* _STUDY TEXT_:
- - - -

Inflation over the last 12 months in the U.S. remained over 5 percent.  The August release of  the Consumer Price Index (CPI) data indicates that prices continue to rise way above normal as the economy tries to recover from the COVID-19 recession.  The figure below shows CPI inflation since 2011.


In recent history, inflation has averaged 2% or less, but the COVID recession and Federal Reserve responses have definitely pushed up price level increases over the past year.  Prices of some items in a typical consumers budget have risen drastically in the past year.  Among the biggest increases price increases were gasoline (+42.7%), car and truck rental (+52.6%), used cars and trucks (+31.9%).  Prices that fell over the past year include cheese (-2.4%), prescription drugs (-2.7%), and music subscriptions (-1.4%).  

Jobs Growth Slowing

The latest jobs report brings news of lower unemployment and a growth in jobs in August. The unemployment rate for August, ticked down to 5.2% and nonfarm employment increased by 235 thousand jobs. In normal times, this would be great news. But these are not normal times.  


We can't celebrate over this news because it is a clear slowing of the recovery that was roaring through the early summer months.  In June and July, the U.S. economy added 962 and 1,053 thousand jobs.  In comparison, the August figures are just discouraging.

- - - -

* _STUDY MATERIAL_:

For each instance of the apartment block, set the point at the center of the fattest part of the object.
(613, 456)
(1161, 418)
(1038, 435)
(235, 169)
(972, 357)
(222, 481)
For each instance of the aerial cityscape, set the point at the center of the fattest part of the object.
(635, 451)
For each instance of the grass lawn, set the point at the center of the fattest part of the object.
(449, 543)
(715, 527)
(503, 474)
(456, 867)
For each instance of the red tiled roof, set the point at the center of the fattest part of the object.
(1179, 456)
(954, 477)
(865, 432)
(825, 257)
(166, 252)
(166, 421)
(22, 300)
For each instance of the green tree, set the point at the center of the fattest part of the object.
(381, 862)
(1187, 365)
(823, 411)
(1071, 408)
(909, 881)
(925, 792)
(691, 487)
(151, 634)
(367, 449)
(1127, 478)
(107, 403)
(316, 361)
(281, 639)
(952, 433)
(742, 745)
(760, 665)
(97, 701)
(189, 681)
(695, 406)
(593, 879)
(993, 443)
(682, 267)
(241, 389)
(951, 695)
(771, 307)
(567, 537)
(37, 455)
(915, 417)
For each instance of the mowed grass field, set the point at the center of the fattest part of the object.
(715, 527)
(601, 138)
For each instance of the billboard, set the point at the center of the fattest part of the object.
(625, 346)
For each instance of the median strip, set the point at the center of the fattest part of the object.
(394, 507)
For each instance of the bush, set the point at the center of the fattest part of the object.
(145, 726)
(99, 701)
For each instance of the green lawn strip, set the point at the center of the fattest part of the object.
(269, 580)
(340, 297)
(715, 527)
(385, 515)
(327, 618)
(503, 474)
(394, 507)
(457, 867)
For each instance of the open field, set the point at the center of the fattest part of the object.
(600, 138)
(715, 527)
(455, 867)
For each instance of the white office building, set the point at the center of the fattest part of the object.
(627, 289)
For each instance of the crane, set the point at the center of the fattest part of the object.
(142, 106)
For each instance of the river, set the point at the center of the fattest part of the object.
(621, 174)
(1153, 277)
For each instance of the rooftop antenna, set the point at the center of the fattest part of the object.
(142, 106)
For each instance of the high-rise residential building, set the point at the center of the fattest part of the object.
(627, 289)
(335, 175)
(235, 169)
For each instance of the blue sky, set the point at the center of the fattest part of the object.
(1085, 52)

- - - -

* _ABOUT THIS TASK_: In the text on inflation and jobs, what was the U.S. unemployment rate for August?

* _SOLUTION FOR THIS EXERCISE_: 5.2%